_Written problem 1:_
Can you restate the passage on the 2PCF covariance matrix from "We calculate the" up to and including "et al. 2014).", replacing "covariance matrix" with "covariance array"?
_Written problem 2:_
In two sentences, what does the passage on the 2PCF covariance matrix report?

_Extract:_
=====

We calculate the detectability of these 2PCFs based on the covariance matrix derived from the 100 2PCFs corresponding to our 100 sub-volumes. The (i, j)th entry of the covariance matrix here is defined as the correlation of ith and jth separation bins in the 2PCF over the 100 sub-volumes; see Equation (3). The off-diagonal entries are the correlations between two different bins, and the diagonal entries are just variations of each separation bin. We use eight bins of radial separation, so as to limit the biases that result from inverting a noisy estimate of the covariance matrix (Percival et al. 2014).

In Figure 9, we plot an example of the reduced covariance matrix, defined as ${{\mathscr{C}}}_{{ij}}={C}_{{ij}}/\sqrt{{C}_{{ii}}{C}_{{jj}}}$. From the plot, we see higher correlations for closer bins, decaying for bins with progressively greater separation. If the variation only consists of Poisson shot noise, then we would expect the variation in each separation bin to be uncorrelated, which is rejected by such a strong off-diagonal covariance. This indicates that there is indeed a substantial contribution from the sample variance of large-scale structure in our 100 sub-volumes. Repeating this with samples of different mass thresholds shows, as expected, that the correlations of sparser samples have more diagonally dominated covariances.

Figure 9.

Figure 9. The covariance matrix corresponding to the eight distance bins characterizing the fluctuation of the 2PCFs in 100 sub-volumes in Figure 3, where a halo number cutoff of Nmin = 1000 and z = 10 has been implemented. Each entry is normalized by the formula ${{\mathscr{C}}}_{{ij}}={C}_{{ij}}/\sqrt{{C}_{{ii}}{C}_{{jj}}}$, where ${{\mathscr{C}}}_{{ij}},{C}_{{ij}}$ are the normalized and raw entries of the covariance matrix, respectively. Such normalization guarantees that all of the diagonal entries will be converted to 1, and all of the off-diagonal entries to the interval [−1, 1]. From this plot we learn that the correlation tends to be larger for a closer pair of distance bins, indicating that the 2PCFs for the 100 sub-volumes are fluctuating in a smooth and positively correlated way. Note that the matrix will get closer to a diagonal matrix if we replace Nmin = 1000 with a larger number, indicating the fact that samples with higher Nmin will be more strongly influenced by shot noise, which is uncorrelated.

=====

_Stored data:_
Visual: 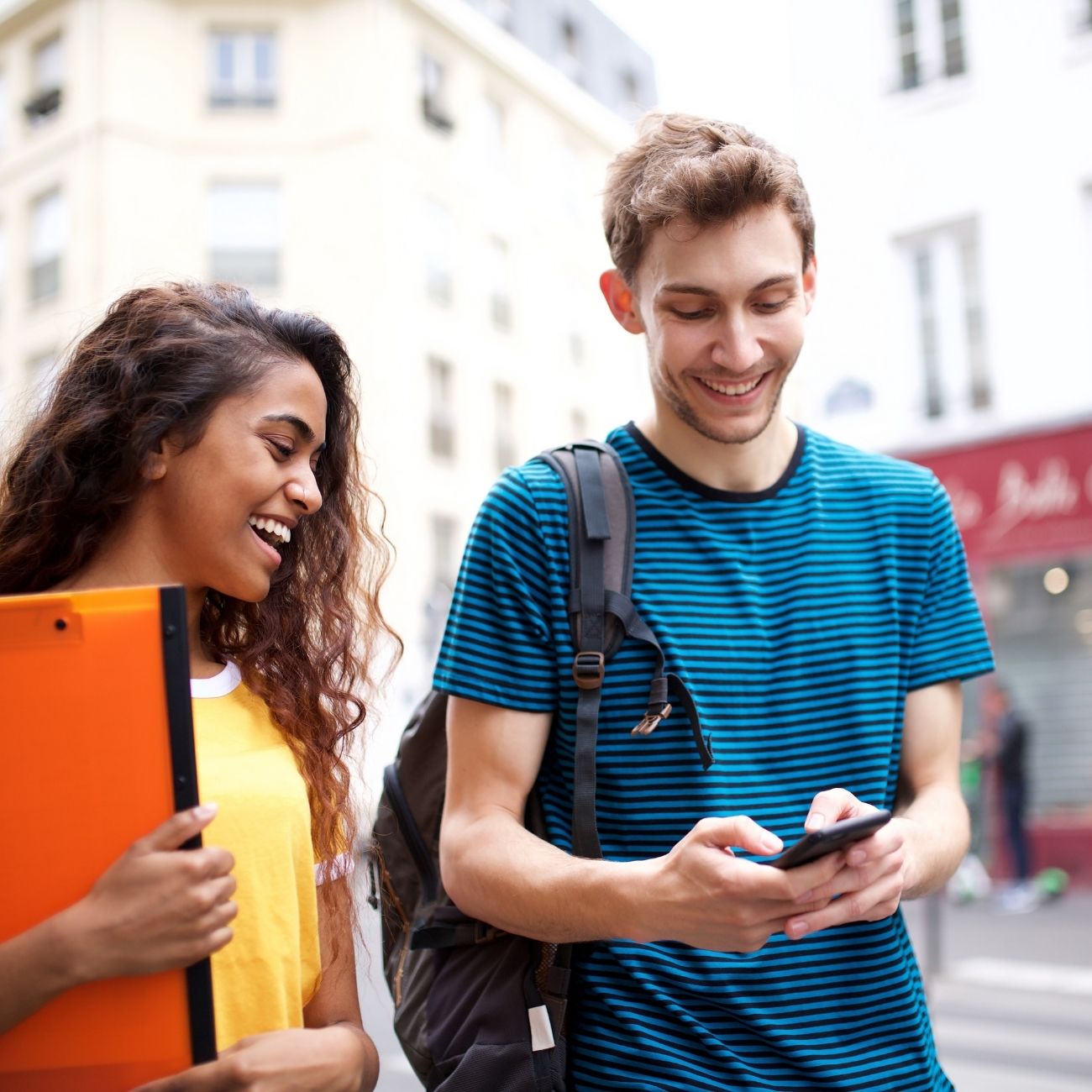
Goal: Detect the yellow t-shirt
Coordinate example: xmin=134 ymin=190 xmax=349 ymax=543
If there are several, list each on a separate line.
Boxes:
xmin=190 ymin=664 xmax=321 ymax=1051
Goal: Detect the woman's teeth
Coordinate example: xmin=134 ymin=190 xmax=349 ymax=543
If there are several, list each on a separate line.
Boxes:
xmin=702 ymin=375 xmax=762 ymax=394
xmin=247 ymin=516 xmax=291 ymax=546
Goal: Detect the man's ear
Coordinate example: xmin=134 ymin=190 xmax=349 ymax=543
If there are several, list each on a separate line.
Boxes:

=====

_Correct answer 1:_
We calculate the detectability of these 2PCFs based on the covariance array derived from the 100 2PCFs corresponding to our 100 sub-volumes. The (i, j)th entry of the covariance array here is defined as the correlation of ith and jth separation bins in the 2PCF over the 100 sub-volumes; see Equation (3). The off-diagonal entries are the correlations between two different bins, and the diagonal entries are just variations of each separation bin. We use eight bins of radial separation, so as to limit the biases that result from inverting a noisy estimate of the covariance array (Percival et al. 2014).

_Correct answer 2:_
The detectability of the 2PCFs is calculated from a covariance matrix built from the 2PCFs of 100 sub-volumes, with eight radial separation bins used to limit biases from inverting a noisy covariance estimate. The reduced covariance matrix in Figure 9 shows higher correlations for closer bins, which rejects pure Poisson shot noise and indicates a substantial contribution from the sample variance of large-scale structure, while sparser samples have more diagonally dominated covariances.